* [Objective]
Write each line out exactly, leaving none out.

* [Supplied data]
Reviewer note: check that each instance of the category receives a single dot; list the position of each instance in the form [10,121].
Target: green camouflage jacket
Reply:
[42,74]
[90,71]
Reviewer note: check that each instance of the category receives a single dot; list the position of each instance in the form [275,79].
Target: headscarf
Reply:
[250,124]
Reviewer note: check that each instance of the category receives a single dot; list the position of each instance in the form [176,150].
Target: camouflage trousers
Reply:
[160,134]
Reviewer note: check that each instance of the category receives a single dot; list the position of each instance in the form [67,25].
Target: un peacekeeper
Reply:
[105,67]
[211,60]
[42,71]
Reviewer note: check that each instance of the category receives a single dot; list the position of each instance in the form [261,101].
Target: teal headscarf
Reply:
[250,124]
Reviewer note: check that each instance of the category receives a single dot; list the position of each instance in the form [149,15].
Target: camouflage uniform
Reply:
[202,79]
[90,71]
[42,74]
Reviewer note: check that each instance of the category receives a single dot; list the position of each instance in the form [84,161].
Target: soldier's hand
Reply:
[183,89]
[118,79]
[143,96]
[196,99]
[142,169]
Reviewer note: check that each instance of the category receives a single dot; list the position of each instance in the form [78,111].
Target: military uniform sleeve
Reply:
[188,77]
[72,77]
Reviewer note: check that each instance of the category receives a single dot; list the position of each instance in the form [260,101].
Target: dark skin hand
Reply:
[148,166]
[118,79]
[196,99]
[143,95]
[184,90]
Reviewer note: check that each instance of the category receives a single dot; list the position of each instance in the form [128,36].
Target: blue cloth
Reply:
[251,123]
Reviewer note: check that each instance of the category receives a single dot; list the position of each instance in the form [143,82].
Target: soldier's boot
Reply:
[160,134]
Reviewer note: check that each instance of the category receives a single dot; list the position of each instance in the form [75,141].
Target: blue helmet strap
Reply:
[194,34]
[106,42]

* [Response to the task]
Reviewer note: check that each instance of the category receives a single dot; list the position of each instance in the form [10,121].
Target: green camouflage jacket
Reply:
[42,74]
[90,71]
Reviewer note: check that each instance of the category receives a single dot; list the position of each instance in the form [275,79].
Target: headscarf
Reply:
[250,124]
Reviewer note: check that each instance of the category receives a single dot; list the position of each instance in the form [176,150].
Target: camouflage trousers
Reply:
[160,134]
Reviewer note: check that each instance of the category receives a single dot; list the position of each instance in the form [67,25].
Target: un peacekeeper
Reply:
[105,67]
[211,60]
[42,71]
Reviewer note: check that each instance of the category receives a single dot; list the position of each instance in the form [261,101].
Target: teal headscarf
Reply:
[250,124]
Reviewer note: check that each instance of the category receives a single dot; list the position of each instance in the form [149,15].
Target: camouflage uniform
Reply:
[202,79]
[90,71]
[42,74]
Reviewer note: check that each instance of the category receives a single dot; list the position of each instance in the form [84,161].
Target: soldier's hand
Reply:
[183,89]
[118,79]
[143,96]
[196,99]
[142,169]
Reviewer note: check that each instance of the category receives a single dot; list the position of each instance in the form [78,111].
Target: military uniform sleeve
Reply:
[188,77]
[72,77]
Reviewer note: check that each instance of the category receives a single dot; list the position of each instance in the form [260,101].
Target: dark skin hand
Reply:
[148,166]
[118,79]
[196,99]
[143,95]
[184,90]
Reviewer note: check that each instance of the category receives a single dot; list the position of each instance in the form [128,36].
Target: blue cloth
Reply:
[251,123]
Reviewer note: check that each instance of the category receives a single dot; list the position of each instance in the form [143,82].
Target: soldier's boot
Reply:
[160,134]
Reviewer note: check that each instance of the category receives a single dot; list the position of each instance in the form [75,141].
Target: blue helmet strap
Reply:
[194,34]
[106,42]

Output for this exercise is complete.